- **Extrait de page**
La scène se déroule en présence des autres disciples. Eux aussi doivent apprendre que Pierre est réintégré dans son ancienne position. Non pas comme le pasteur suprême des troupeaux, mais comme chacun d’entre eux, en leur qualité de berger appelé à ramener à la maison paternelle les brebis égarées d’Israël et celles d’autres nations, afin qu’il puisse y avoir un seul troupeau et un seul Berger, le Pasteur suprême, Jésus-Christ, qui aime ses brebis et donne sa vie pour elles.
Dans toutes ces paroles du Christ, nous ne trouvons absolument rien de ce que l’Église romaine souhaiterait y voir, à savoir une primauté de juridiction universelle de Pierre. Nous sommes alors frappés de trouver de nombreux textes infirmant la thèse romaine dans le livre des Actes des apôtres et dans les épîtres. Ceci est d’autant plus intéressant qu’ils vont nous permettre de préciser en quel sens et dans quelle intention le Christ a fait ces promesses à Pierre.
Ainsi que nous l’avons admis plus haut, Pierre a assumé pendant un certain temps une fonction spéciale au sein de la première communauté de Jérusalem. Que cette fonction n’ait jamais été considérée comme un pouvoir suprême de juridiction ressort nettement de la difficulté que Pierre eut à défendre, aux yeux de l’Église de Jérusalem, son attitude à l’égard de Corneille. De même au concile de Jérusalem, à côté de Pierre et après lui, Jacques, le frère du Seigneur, a été obligé de prendre sa défense avant que les apôtres, les anciens de l’Église, lui aient donné gain de cause. Pierre ne jouit ici que d’une primauté d’honneur.
La preuve la plus éclatante que l’Église primitive ne considérait pas Pierre comme le chef de l’Église nous est offerte dans l’épître aux Galates, où Paul souligne le fait qu’il détient son Évangile directement de Jésus-Christ et que c’est ultérieurement qu’il chercha à entrer en rapport avec les apôtres, entre autres avec Pierre (Ga 1:11-19). Les colonnes de l’Église, Jacques, Céphas et Jean, ont reconnu sa vocation. Enfin, il n’hésite pas à dire qu’à Antioche il est entré ouvertement en conflit avec Pierre, dont il qualifie l’attitude d’hypocrite (Ga 2:11-14).

- **Exercice donné 1**
Pouvez-vous reformuler en liste numérotée les lignes de la liste, depuis celle qui contient "outline reflection of cloud in water" jusqu'à celle qui contient "382L172 382L172 388L178", ces deux lignes comprises ? Omettez les lignes vides et n'incluez pas les images dans votre réponse.
L'extrait et la liste forment deux matériaux distincts.

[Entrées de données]
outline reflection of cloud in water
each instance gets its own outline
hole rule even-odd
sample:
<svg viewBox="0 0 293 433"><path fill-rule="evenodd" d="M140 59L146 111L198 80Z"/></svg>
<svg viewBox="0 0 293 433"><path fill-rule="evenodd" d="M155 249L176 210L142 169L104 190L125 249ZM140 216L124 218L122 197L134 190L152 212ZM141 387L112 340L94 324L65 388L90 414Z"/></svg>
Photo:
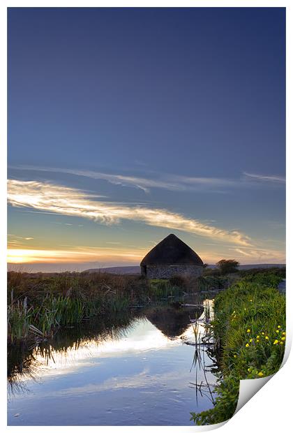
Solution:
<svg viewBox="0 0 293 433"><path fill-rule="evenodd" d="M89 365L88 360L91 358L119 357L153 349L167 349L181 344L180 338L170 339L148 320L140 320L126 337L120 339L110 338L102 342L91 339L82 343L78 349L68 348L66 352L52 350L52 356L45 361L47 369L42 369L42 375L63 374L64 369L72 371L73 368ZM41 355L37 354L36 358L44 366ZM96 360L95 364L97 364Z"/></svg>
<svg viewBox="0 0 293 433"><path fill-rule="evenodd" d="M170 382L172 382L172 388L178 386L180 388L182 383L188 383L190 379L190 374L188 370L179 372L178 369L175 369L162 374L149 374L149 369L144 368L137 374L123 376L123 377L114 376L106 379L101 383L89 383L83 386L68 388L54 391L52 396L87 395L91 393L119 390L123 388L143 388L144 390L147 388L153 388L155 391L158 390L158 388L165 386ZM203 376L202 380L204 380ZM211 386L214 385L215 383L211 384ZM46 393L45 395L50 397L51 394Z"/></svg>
==
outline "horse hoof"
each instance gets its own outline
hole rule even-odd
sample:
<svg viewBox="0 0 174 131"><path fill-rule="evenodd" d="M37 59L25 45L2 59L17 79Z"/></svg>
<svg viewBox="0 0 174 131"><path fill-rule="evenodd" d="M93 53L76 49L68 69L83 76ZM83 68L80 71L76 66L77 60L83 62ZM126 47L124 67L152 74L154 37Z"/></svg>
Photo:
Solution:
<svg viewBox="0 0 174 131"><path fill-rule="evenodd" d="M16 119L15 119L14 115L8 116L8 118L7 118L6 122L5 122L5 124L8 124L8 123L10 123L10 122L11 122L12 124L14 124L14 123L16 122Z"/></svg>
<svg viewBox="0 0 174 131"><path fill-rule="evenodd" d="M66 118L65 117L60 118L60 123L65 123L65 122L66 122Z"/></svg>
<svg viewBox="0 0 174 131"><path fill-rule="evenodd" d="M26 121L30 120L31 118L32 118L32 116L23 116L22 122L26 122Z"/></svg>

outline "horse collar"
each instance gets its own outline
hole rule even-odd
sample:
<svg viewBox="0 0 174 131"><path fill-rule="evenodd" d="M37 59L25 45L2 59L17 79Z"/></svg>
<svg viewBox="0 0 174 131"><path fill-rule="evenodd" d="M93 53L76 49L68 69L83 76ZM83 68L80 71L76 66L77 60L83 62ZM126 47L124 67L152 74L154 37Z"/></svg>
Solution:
* * *
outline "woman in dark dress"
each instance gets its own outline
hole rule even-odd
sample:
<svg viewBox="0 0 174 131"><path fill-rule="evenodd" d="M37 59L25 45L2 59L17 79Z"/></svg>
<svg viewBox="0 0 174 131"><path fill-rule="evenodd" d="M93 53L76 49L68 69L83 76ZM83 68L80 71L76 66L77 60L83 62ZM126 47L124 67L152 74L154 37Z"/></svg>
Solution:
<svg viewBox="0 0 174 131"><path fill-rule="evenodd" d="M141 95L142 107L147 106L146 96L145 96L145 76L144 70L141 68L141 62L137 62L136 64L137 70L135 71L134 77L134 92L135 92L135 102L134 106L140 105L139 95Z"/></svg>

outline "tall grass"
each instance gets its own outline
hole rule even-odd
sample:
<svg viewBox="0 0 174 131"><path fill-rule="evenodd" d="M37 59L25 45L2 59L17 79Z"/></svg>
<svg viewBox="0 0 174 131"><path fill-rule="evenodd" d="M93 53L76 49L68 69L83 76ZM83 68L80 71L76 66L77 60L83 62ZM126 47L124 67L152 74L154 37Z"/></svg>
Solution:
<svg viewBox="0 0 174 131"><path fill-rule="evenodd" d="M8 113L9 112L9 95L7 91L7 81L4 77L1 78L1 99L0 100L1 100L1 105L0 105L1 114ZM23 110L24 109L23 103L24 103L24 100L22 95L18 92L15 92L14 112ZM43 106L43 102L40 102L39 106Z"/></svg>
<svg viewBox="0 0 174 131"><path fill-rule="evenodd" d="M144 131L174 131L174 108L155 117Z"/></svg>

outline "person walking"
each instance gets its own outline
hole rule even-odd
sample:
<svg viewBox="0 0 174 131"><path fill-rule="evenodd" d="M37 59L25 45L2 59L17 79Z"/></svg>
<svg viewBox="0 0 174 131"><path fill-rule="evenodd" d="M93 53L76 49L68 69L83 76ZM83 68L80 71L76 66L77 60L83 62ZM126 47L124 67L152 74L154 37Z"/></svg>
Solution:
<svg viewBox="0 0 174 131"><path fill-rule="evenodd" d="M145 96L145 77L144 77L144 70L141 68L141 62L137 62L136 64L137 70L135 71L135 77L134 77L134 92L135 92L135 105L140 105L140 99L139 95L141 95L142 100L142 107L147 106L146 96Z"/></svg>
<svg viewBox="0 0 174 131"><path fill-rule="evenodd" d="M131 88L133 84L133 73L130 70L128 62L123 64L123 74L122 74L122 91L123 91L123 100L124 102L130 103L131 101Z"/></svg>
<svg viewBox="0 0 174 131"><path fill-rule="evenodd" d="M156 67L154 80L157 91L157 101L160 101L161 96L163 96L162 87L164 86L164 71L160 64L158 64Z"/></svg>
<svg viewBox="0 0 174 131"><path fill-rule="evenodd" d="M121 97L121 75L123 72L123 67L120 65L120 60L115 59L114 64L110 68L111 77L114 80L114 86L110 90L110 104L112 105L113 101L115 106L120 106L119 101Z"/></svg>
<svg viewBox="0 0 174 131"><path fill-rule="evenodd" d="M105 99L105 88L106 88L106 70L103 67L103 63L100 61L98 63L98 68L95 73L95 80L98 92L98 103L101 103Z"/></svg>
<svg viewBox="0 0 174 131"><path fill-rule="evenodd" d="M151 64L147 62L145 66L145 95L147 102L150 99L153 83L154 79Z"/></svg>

- **Exercice donné 2**
Ces affirmations concordent-elles avec l'extrait sur Pierre ? Pour chacune, répondez par oui ou non en citant les mots décisifs de l'extrait. (a) Pierre est réintégré en tant que pasteur suprême des troupeaux. (b) Au concile de Jérusalem, Pierre ne jouit que d'une primauté d'honneur. (c) Selon Paul, il tient son Évangile de Pierre.

- **Résultat obtenu 1**
1. outline reflection of cloud in water
2. each instance gets its own outline
3. hole rule even-odd
4. sample:
5. <svg viewBox="0 0 293 433"><path fill-rule="evenodd" d="M140 59L146 111L198 80Z"/></svg>
6. <svg viewBox="0 0 293 433"><path fill-rule="evenodd" d="M155 249L176 210L142 169L104 190L125 249ZM140 216L124 218L122 197L134 190L152 212ZM141 387L112 340L94 324L65 388L90 414Z"/></svg>
7. Photo:
8. Solution:
9. <svg viewBox="0 0 293 433"><path fill-rule="evenodd" d="M89 365L88 360L91 358L119 357L153 349L167 349L181 344L180 338L170 339L148 320L140 320L126 337L120 339L110 338L102 342L91 339L82 343L78 349L68 348L66 352L52 350L52 356L45 361L47 369L42 369L42 375L63 374L64 369L72 371L73 368ZM41 355L37 354L36 358L44 366ZM96 360L95 364L97 364Z"/></svg>
10. <svg viewBox="0 0 293 433"><path fill-rule="evenodd" d="M170 382L172 382L172 388L178 386L180 388L182 383L188 383L190 379L190 374L188 370L179 372L178 369L175 369L162 374L149 374L149 369L144 368L137 374L123 376L123 377L114 376L106 379L101 383L89 383L83 386L68 388L54 391L52 396L87 395L91 393L119 390L123 388L143 388L144 390L147 388L153 388L155 391L158 390L158 388L165 386ZM203 376L202 380L204 380ZM211 386L214 385L215 383L211 384ZM46 393L45 395L50 397L51 394Z"/></svg>

- **Résultat obtenu 2**
(a) Non : « Non pas comme le pasteur suprême des troupeaux, mais comme chacun d’entre eux ».
(b) Oui : « Pierre ne jouit ici que d’une primauté d’honneur. »
(c) Non : « il détient son Évangile directement de Jésus-Christ ».